───── RECORD SET
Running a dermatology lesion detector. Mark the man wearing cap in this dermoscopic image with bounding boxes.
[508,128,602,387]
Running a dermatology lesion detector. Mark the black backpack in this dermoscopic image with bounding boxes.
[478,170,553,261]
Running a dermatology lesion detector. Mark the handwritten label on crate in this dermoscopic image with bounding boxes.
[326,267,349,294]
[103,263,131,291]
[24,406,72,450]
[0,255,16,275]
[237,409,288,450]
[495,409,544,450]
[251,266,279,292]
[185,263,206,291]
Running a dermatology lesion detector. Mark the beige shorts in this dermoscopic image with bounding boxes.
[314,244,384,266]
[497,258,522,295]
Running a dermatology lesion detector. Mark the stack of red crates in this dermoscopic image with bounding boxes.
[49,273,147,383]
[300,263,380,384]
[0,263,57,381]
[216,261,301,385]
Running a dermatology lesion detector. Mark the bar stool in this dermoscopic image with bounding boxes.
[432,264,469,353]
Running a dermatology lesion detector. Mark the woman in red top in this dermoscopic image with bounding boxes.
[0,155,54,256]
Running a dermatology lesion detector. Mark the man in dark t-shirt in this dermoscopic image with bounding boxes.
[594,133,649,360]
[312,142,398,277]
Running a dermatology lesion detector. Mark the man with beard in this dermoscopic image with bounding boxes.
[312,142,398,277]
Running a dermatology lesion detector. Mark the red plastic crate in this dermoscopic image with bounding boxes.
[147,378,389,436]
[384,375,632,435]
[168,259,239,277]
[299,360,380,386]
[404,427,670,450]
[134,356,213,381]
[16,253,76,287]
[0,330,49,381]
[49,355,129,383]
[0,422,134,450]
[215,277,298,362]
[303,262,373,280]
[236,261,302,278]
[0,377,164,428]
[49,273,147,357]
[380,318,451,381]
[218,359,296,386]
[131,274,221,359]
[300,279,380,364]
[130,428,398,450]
──────────
*GIVEN INSTRUCTION*. Retype all the material above precisely, with no line left out.

*FINISHED TASK*.
Running a dermatology lesion detector. Mark the man wearing cap in this dermoscopic image with bounding boxes.
[508,128,602,387]
Running a dermatology lesion detector. Mark the black backpack in this dermoscopic image with bounding boxes.
[478,170,553,261]
Running a dermatology lesion detector. Mark the handwritten label on crate in this dermoscopic image with bounding boxes.
[326,267,349,294]
[103,263,131,291]
[24,406,72,450]
[0,255,16,275]
[237,409,288,450]
[495,409,544,450]
[251,266,279,292]
[185,263,206,291]
Running a dermatology lesion detector. Mark the beige shorts in this dermoscopic image with bounding boxes.
[314,244,384,266]
[497,258,522,295]
Running a dermatology lesion detector. Mark the stack of red crates in this dermoscopic image with bounding boxes.
[49,273,147,383]
[300,263,380,384]
[0,263,57,381]
[216,261,301,385]
Running a dermatology lesion detector. Mark the bar stool in this dermoscopic image with bounding boxes.
[432,264,469,353]
Running a dermatology lesion detector. Mark the woman in red top in this dermoscopic image with bounding boxes.
[0,155,54,256]
Running a dermatology lesion detector. Mark the man in dark t-shirt in this dermoscopic image with bounding boxes.
[594,133,649,360]
[312,142,398,277]
Running a dermatology lesion detector. Mark the man with beard in this dermoscopic image with bounding boxes.
[312,142,398,277]
Running a dermatology lesion detector. Mark the red plastic crate in this dermoscopic image with bounding boxes.
[147,378,389,436]
[384,375,632,435]
[168,259,239,277]
[299,360,380,386]
[404,427,670,450]
[134,356,213,381]
[16,253,76,287]
[0,330,49,381]
[49,355,129,383]
[0,422,134,450]
[215,277,298,362]
[303,262,373,280]
[236,261,302,278]
[0,377,164,428]
[49,273,147,357]
[380,318,451,381]
[218,359,296,386]
[131,274,221,359]
[300,279,380,364]
[130,428,398,450]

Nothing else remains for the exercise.